● Material to process:

────

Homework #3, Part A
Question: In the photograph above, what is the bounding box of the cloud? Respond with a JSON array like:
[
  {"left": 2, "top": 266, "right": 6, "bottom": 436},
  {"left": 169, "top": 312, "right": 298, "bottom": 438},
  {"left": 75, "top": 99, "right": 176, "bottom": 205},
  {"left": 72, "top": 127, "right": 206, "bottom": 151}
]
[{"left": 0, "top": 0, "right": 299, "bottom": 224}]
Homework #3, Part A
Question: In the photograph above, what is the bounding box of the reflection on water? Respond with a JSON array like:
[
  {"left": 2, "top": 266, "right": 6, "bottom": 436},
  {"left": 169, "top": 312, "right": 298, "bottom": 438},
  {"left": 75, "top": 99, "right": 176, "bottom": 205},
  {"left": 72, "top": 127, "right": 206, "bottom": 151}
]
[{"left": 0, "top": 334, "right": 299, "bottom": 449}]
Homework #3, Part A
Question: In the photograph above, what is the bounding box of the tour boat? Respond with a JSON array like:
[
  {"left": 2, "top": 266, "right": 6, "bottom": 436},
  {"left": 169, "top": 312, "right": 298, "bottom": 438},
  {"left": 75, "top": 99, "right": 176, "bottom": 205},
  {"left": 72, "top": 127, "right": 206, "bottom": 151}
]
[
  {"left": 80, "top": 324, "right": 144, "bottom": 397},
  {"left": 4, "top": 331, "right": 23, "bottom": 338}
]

────

● Task brief:
Report each line of the data above that contains the word "Question", copying every such line in full. Case counts, so uppercase and lowercase letters must match.

● Task response:
Question: In the photograph above, what is the bounding box of the cloud? Respond with a JSON array like:
Question: In the photograph above, what is the bounding box of the reflection on water? Respond with a JSON array like:
Question: In the photograph above, what is the bounding box of the tour boat? Respond with a JSON array like:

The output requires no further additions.